■ Цели
[a] Согласуются ли с отрывком о рассказе «Рождение человека» утверждения (i), (ii) и (iii)? Ответьте «да» или «нет» и приведите точную цитату, на которой основан ответ. (i) Автор отрывка считает рассказ особенно интересным как художественное произведение. (ii) Рассказ вызвал в России шум и толки. (iii) Целое в рассказе автор отрывка сравнивает с теоремой.
[b] Как в отрывке о рассказе «Рождение человека» названо литературное явление, образцом которого служит этот рассказ?

■ Фрагмент страницы
※
Рассказ «Рождение человека» не особенно интересен, как художественное произведение. Правда, опыт и умение писателя сказываются, то в лирическом описании осенней русской природы, то в меткой передаче языка героев, — но целое напоминает теорему: рассказывает автор только для того, чтобы что-то доказать, подчиняя бесформенное и свободное течение жизни предвзятому замыслу. Это литературное «передвижничество» чистейшего типа. Но не говоря уж о том, что «Рождение человека» вызвало в России шум и толки, именно тенденция в нем достойна внимания. Интересно узнать, так сказать, из первоисточника, что именно не совсем нравится в революции людям благомыслящим и благонадежным, и что безотчетно хотелось бы им в ней исправить.
※
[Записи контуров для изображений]
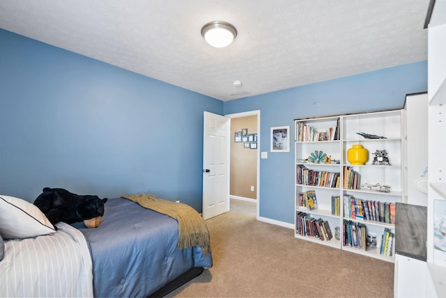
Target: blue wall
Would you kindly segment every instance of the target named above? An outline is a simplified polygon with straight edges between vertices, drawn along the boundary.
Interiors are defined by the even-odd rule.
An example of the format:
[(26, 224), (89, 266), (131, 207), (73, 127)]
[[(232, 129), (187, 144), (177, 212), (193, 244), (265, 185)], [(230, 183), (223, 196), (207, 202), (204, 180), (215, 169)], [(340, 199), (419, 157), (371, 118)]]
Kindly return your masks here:
[[(261, 110), (260, 216), (294, 222), (293, 119), (402, 108), (406, 94), (427, 91), (427, 61), (226, 102), (224, 113)], [(270, 151), (270, 127), (289, 125), (289, 153)]]
[(201, 211), (203, 111), (223, 102), (0, 29), (0, 193), (148, 192)]
[[(0, 193), (46, 186), (109, 198), (149, 192), (201, 210), (203, 111), (294, 118), (401, 108), (427, 90), (427, 63), (223, 102), (0, 29)], [(261, 159), (260, 216), (291, 224), (294, 153)]]

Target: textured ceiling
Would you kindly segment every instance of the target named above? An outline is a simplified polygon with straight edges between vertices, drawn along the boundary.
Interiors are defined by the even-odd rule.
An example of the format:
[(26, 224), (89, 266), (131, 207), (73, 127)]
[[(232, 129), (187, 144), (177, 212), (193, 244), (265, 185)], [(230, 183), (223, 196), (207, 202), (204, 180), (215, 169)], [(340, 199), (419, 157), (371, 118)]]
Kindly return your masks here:
[[(0, 28), (222, 100), (426, 60), (429, 0), (1, 0)], [(201, 36), (238, 31), (217, 49)], [(233, 86), (235, 80), (243, 82)]]

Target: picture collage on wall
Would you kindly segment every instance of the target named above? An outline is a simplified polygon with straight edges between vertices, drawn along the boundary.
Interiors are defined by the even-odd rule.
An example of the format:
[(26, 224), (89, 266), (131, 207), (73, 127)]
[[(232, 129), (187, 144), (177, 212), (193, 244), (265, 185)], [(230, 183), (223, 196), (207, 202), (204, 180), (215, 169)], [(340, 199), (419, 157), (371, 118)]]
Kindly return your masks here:
[(247, 128), (243, 128), (241, 132), (235, 132), (235, 143), (243, 143), (243, 148), (257, 149), (257, 134), (248, 134)]

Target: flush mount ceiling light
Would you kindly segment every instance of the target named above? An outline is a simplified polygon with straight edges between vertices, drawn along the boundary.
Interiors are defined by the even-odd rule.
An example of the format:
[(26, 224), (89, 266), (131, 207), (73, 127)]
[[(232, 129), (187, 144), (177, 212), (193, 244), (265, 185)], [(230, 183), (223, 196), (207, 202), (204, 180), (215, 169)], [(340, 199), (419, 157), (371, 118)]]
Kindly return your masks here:
[(201, 28), (201, 35), (213, 47), (224, 47), (236, 38), (237, 29), (226, 22), (214, 21)]

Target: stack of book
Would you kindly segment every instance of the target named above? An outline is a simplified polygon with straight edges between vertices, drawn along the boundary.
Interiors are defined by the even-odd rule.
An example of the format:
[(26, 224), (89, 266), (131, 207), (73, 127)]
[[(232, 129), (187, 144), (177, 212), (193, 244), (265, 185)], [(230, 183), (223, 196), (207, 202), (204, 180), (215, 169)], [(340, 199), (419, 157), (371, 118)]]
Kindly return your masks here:
[(339, 196), (332, 196), (332, 214), (339, 215), (341, 209)]
[(393, 244), (395, 234), (390, 229), (385, 228), (383, 233), (380, 253), (385, 256), (393, 256)]
[(358, 189), (360, 188), (361, 175), (353, 171), (352, 166), (344, 167), (344, 188), (347, 189)]
[(318, 209), (318, 201), (316, 198), (316, 191), (309, 190), (298, 194), (296, 205), (299, 209), (306, 210), (314, 210)]
[(314, 171), (301, 165), (296, 166), (296, 183), (322, 187), (339, 187), (339, 173)]
[(364, 224), (344, 219), (343, 233), (344, 246), (367, 250), (367, 230)]
[[(320, 132), (311, 126), (307, 126), (303, 122), (298, 123), (296, 125), (296, 130), (298, 132), (298, 139), (296, 141), (298, 141), (317, 142), (319, 141)], [(321, 132), (325, 132), (327, 134), (327, 139), (324, 141), (334, 141), (339, 139), (338, 126), (334, 126), (324, 130), (325, 131)]]
[(295, 214), (296, 233), (302, 236), (309, 236), (318, 238), (322, 241), (329, 241), (333, 237), (328, 221), (321, 218), (316, 219), (309, 214), (296, 211)]
[(394, 203), (361, 200), (351, 195), (344, 196), (344, 216), (353, 219), (394, 224), (395, 207)]

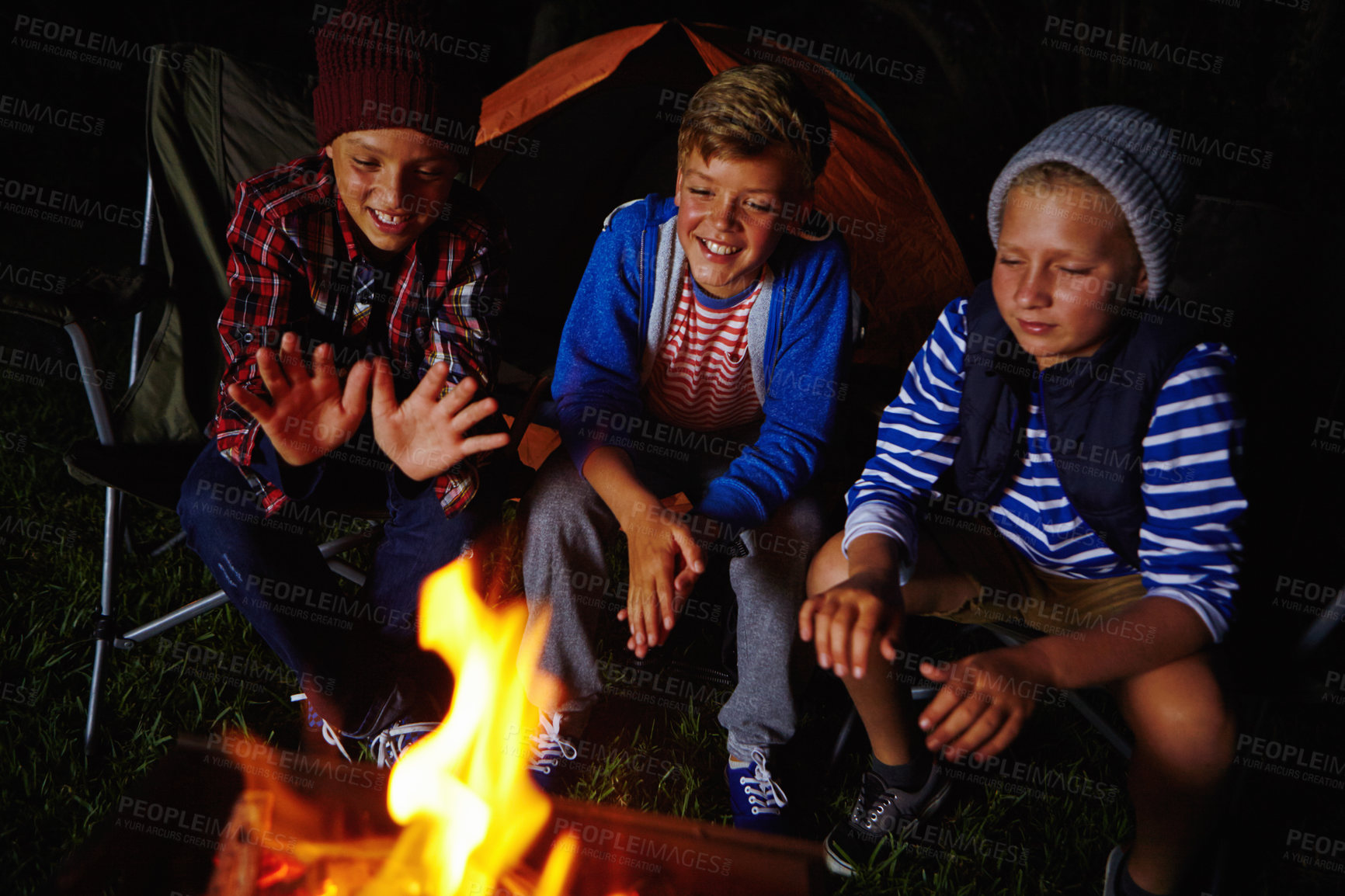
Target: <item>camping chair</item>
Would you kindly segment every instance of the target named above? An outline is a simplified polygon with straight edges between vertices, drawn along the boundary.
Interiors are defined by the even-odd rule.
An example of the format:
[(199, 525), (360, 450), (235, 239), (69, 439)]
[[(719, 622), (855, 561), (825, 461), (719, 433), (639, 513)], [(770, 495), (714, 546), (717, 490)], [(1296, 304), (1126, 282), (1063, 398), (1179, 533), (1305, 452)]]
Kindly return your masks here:
[[(152, 67), (149, 74), (149, 171), (140, 266), (122, 278), (83, 278), (63, 305), (27, 295), (7, 295), (4, 303), (5, 311), (63, 327), (86, 371), (95, 370), (97, 362), (82, 322), (117, 312), (134, 313), (129, 390), (109, 408), (101, 389), (86, 377), (97, 440), (77, 443), (66, 455), (73, 476), (106, 488), (100, 613), (83, 735), (86, 753), (94, 752), (112, 648), (136, 647), (229, 600), (223, 591), (215, 591), (122, 631), (116, 608), (122, 496), (130, 494), (174, 509), (182, 482), (206, 443), (203, 429), (214, 413), (223, 373), (215, 327), (229, 296), (225, 231), (234, 186), (313, 149), (315, 77), (198, 44), (167, 50), (182, 54), (184, 65)], [(155, 311), (161, 305), (161, 312), (153, 335), (143, 346), (145, 305)], [(511, 448), (525, 428), (526, 420), (515, 420)], [(320, 550), (335, 573), (362, 585), (363, 573), (338, 554), (371, 541), (375, 534), (377, 529), (344, 535)], [(182, 538), (179, 534), (153, 553)]]

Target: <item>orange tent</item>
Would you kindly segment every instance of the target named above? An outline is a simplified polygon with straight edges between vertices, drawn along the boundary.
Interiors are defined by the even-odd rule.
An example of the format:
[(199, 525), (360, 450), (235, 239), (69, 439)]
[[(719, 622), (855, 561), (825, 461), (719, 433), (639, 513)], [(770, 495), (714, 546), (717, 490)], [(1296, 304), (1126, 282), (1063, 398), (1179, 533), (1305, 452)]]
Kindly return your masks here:
[[(504, 344), (537, 370), (555, 344), (607, 213), (671, 192), (681, 113), (713, 74), (753, 62), (792, 69), (826, 104), (831, 152), (816, 206), (845, 234), (868, 308), (857, 361), (905, 365), (971, 277), (892, 124), (841, 73), (740, 31), (677, 20), (566, 47), (486, 97), (473, 186), (514, 241)], [(526, 361), (523, 361), (526, 358)], [(542, 363), (538, 363), (538, 362)]]

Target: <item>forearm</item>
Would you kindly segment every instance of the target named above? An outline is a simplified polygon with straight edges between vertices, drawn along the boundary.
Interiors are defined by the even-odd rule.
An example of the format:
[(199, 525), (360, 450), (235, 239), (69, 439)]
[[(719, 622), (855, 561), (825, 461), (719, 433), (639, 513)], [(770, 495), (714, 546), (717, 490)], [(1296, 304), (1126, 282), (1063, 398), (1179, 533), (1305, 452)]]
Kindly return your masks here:
[(1050, 670), (1056, 687), (1093, 687), (1166, 666), (1208, 646), (1209, 628), (1190, 607), (1146, 597), (1081, 636), (1049, 635), (1018, 647)]
[(865, 533), (850, 542), (850, 580), (862, 581), (873, 593), (904, 611), (901, 600), (901, 542), (888, 535)]
[(640, 482), (631, 456), (620, 448), (597, 448), (584, 461), (584, 478), (612, 515), (629, 531), (640, 514), (659, 503), (658, 495)]

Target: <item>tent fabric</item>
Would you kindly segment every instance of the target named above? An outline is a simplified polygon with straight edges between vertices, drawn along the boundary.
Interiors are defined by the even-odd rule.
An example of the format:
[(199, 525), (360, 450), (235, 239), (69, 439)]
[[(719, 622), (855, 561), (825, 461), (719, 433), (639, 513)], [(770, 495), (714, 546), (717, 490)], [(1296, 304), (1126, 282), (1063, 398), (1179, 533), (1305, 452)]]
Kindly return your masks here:
[[(761, 57), (794, 69), (826, 104), (831, 117), (833, 145), (816, 183), (816, 206), (830, 213), (845, 234), (851, 256), (851, 284), (868, 308), (868, 338), (855, 359), (904, 366), (943, 305), (970, 292), (971, 276), (933, 195), (888, 120), (835, 70), (807, 57), (784, 48), (749, 46), (741, 32), (721, 26), (677, 20), (623, 28), (566, 47), (486, 97), (473, 184), (487, 195), (499, 194), (511, 230), (518, 218), (514, 203), (530, 202), (533, 209), (545, 206), (550, 214), (547, 199), (560, 194), (566, 203), (561, 214), (578, 231), (578, 238), (541, 234), (538, 245), (531, 245), (533, 234), (525, 225), (515, 234), (516, 254), (527, 253), (526, 264), (533, 264), (546, 257), (542, 242), (558, 242), (557, 254), (581, 254), (586, 260), (603, 218), (600, 214), (594, 219), (586, 207), (584, 217), (577, 217), (576, 190), (611, 194), (603, 190), (604, 184), (638, 180), (632, 163), (617, 156), (644, 153), (648, 159), (674, 160), (664, 165), (662, 179), (647, 190), (671, 191), (677, 128), (650, 133), (650, 120), (672, 112), (664, 102), (670, 93), (682, 94), (685, 108), (685, 97), (707, 77), (763, 61)], [(594, 112), (594, 104), (600, 112)], [(565, 126), (568, 118), (574, 120), (574, 126)], [(677, 120), (679, 116), (662, 118), (674, 125)], [(498, 148), (510, 133), (531, 139), (538, 159), (557, 152), (570, 159), (560, 167), (547, 165), (525, 153)], [(667, 145), (659, 149), (650, 141)], [(611, 164), (576, 160), (573, 156), (584, 155), (585, 145), (590, 155), (605, 155)], [(651, 167), (644, 165), (646, 170)], [(568, 170), (588, 176), (568, 179)], [(499, 180), (507, 183), (496, 190)], [(633, 190), (628, 192), (607, 195), (603, 214), (619, 202), (642, 195)], [(564, 264), (573, 270), (573, 260)], [(526, 270), (521, 274), (526, 288), (521, 303), (511, 299), (514, 313), (526, 309), (527, 320), (534, 324), (542, 320), (554, 326), (557, 316), (564, 323), (557, 308), (568, 308), (573, 296), (564, 296), (551, 281), (569, 283), (573, 288), (578, 277), (570, 280), (549, 273), (534, 280)], [(529, 295), (531, 292), (546, 295)], [(542, 307), (535, 308), (534, 300)], [(534, 311), (539, 311), (541, 318)]]
[(196, 44), (168, 51), (184, 65), (151, 70), (147, 143), (169, 299), (113, 412), (118, 440), (136, 444), (203, 441), (223, 371), (215, 326), (234, 187), (315, 147), (312, 75)]

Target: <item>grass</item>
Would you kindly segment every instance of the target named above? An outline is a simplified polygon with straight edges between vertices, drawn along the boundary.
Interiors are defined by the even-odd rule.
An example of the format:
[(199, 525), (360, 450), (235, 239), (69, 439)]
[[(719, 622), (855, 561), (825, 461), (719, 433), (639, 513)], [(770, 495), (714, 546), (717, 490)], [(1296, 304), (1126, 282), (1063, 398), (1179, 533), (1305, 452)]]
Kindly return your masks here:
[[(58, 340), (40, 334), (22, 336), (17, 344), (62, 351)], [(134, 651), (117, 651), (106, 690), (104, 752), (97, 760), (85, 759), (79, 736), (93, 657), (102, 490), (71, 479), (62, 453), (73, 440), (89, 435), (78, 383), (0, 379), (0, 519), (7, 521), (0, 533), (5, 599), (0, 613), (0, 755), (7, 757), (0, 776), (7, 810), (0, 815), (0, 862), (15, 893), (42, 891), (59, 862), (114, 814), (118, 796), (165, 755), (179, 733), (204, 735), (227, 726), (282, 747), (299, 744), (301, 733), (284, 670), (242, 618), (226, 608)], [(122, 619), (147, 619), (214, 589), (203, 565), (186, 549), (157, 560), (147, 557), (147, 548), (176, 531), (171, 513), (128, 500), (125, 515), (137, 552), (122, 558)], [(15, 521), (23, 523), (16, 527)], [(488, 558), (499, 588), (512, 593), (519, 585), (511, 560), (516, 541), (516, 527), (508, 529)], [(620, 556), (615, 546), (617, 566)], [(947, 655), (976, 648), (974, 642), (951, 636), (952, 630), (943, 623), (929, 626), (931, 643)], [(713, 631), (677, 647), (671, 658), (706, 677), (720, 674)], [(628, 662), (619, 655), (624, 648), (617, 640), (605, 635), (604, 650), (613, 661)], [(208, 681), (200, 663), (187, 657), (195, 647), (238, 655), (249, 669), (262, 671), (250, 673), (241, 683)], [(589, 739), (603, 748), (569, 795), (728, 822), (725, 736), (714, 718), (717, 712), (714, 700), (693, 698), (685, 708), (672, 708), (608, 696), (589, 731)], [(866, 761), (859, 735), (838, 767), (829, 770), (845, 712), (839, 683), (815, 674), (803, 694), (798, 736), (781, 752), (776, 770), (799, 811), (803, 833), (818, 839), (847, 815)], [(1115, 705), (1107, 701), (1103, 712), (1115, 716)], [(1315, 714), (1282, 713), (1284, 733), (1279, 736), (1302, 741), (1329, 712), (1318, 706)], [(1338, 716), (1326, 724), (1338, 728)], [(1011, 788), (1022, 783), (1011, 776), (968, 775), (931, 822), (935, 834), (898, 844), (885, 861), (850, 880), (830, 879), (829, 885), (846, 895), (1098, 892), (1107, 852), (1132, 830), (1123, 760), (1076, 713), (1056, 708), (1037, 713), (1009, 759), (1064, 780), (1087, 776), (1118, 790), (1111, 799), (1098, 799), (1057, 782), (1038, 783), (1030, 790), (1040, 792), (1022, 794)], [(1252, 778), (1240, 784), (1239, 798), (1248, 806), (1260, 805), (1258, 800), (1264, 803), (1279, 787), (1282, 780)], [(1345, 830), (1338, 803), (1318, 815), (1291, 814), (1284, 823), (1338, 834)], [(1244, 819), (1254, 814), (1243, 810)], [(1248, 830), (1252, 833), (1235, 849), (1237, 861), (1255, 870), (1241, 877), (1237, 892), (1332, 892), (1338, 877), (1299, 873), (1278, 862), (1275, 837), (1283, 842), (1283, 825), (1263, 821)]]

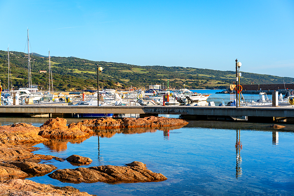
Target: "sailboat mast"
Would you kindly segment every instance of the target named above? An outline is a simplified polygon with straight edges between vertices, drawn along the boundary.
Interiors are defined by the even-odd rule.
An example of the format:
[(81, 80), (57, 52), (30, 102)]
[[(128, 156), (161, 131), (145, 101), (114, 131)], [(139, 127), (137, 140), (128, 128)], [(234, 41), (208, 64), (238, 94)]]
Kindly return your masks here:
[(31, 72), (31, 61), (30, 61), (30, 47), (29, 39), (29, 29), (28, 29), (28, 62), (29, 69), (29, 86), (30, 88), (30, 85), (32, 85), (32, 73)]
[(49, 73), (48, 73), (48, 74), (49, 75), (49, 77), (48, 77), (48, 78), (49, 78), (49, 88), (48, 88), (48, 92), (49, 93), (50, 93), (50, 88), (51, 87), (51, 85), (50, 85), (50, 67), (51, 67), (50, 66), (51, 65), (51, 63), (50, 62), (50, 50), (49, 51), (49, 67), (48, 68), (49, 68), (49, 70), (48, 70), (48, 71), (49, 71), (48, 72), (49, 72)]
[[(51, 62), (50, 60), (50, 52), (49, 52), (49, 65), (50, 66), (50, 73), (49, 74), (51, 74), (51, 85), (52, 85), (52, 94), (54, 94), (53, 92), (53, 78), (52, 77), (52, 70), (51, 69)], [(49, 76), (49, 78), (50, 77), (50, 76)], [(49, 78), (50, 80), (50, 78)]]
[[(52, 70), (51, 69), (51, 61), (50, 60), (50, 51), (49, 51), (49, 92), (50, 93), (50, 90), (51, 88), (51, 86), (52, 86), (52, 92), (53, 93), (53, 77), (52, 77)], [(51, 83), (51, 84), (50, 84)]]
[[(10, 82), (9, 81), (9, 76), (10, 74), (10, 77), (11, 77), (11, 73), (10, 73), (10, 66), (9, 64), (9, 46), (8, 46), (8, 48), (7, 49), (7, 53), (8, 54), (8, 91), (10, 91), (10, 88), (9, 88), (9, 83)], [(11, 79), (10, 79), (11, 81)]]

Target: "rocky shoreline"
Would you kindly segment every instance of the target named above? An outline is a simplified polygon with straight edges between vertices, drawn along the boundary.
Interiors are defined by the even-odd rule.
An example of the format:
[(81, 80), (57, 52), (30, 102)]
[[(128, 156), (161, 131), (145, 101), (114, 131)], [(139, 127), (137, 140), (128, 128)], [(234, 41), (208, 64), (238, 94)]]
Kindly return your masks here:
[[(57, 169), (52, 165), (40, 163), (41, 160), (54, 159), (64, 161), (66, 160), (79, 165), (89, 164), (92, 161), (89, 158), (76, 155), (64, 159), (34, 154), (32, 152), (39, 148), (32, 145), (41, 143), (45, 145), (53, 145), (56, 140), (74, 140), (75, 142), (81, 142), (93, 134), (102, 137), (103, 133), (109, 133), (108, 137), (111, 137), (120, 132), (131, 132), (134, 130), (139, 132), (152, 131), (150, 130), (151, 128), (180, 127), (188, 124), (182, 119), (154, 116), (116, 120), (101, 118), (85, 120), (71, 123), (68, 126), (66, 125), (66, 119), (58, 118), (50, 119), (39, 127), (24, 123), (0, 126), (0, 191), (3, 195), (15, 194), (19, 195), (48, 195), (48, 194), (54, 195), (91, 195), (86, 192), (80, 192), (71, 187), (59, 187), (24, 179), (36, 175), (44, 175)], [(126, 131), (126, 128), (129, 128), (133, 130)], [(105, 130), (109, 131), (106, 131)], [(108, 135), (108, 133), (106, 135)], [(167, 179), (161, 174), (147, 169), (146, 165), (141, 162), (134, 161), (126, 165), (125, 166), (102, 165), (57, 170), (49, 176), (62, 182), (75, 183), (146, 182)]]

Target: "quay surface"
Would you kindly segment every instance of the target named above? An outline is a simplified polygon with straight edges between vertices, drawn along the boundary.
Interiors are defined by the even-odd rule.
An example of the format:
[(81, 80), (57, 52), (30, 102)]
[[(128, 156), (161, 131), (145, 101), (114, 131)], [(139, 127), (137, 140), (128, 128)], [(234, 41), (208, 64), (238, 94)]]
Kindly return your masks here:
※
■ Ответы к заданиям
[a]
(i) Нет: «не особенно интересен, как художественное произведение».
(ii) Да: «вызвало в России шум и толки».
(iii) Да: «целое напоминает теорему».

[b] Литературное «передвижничество» чистейшего типа.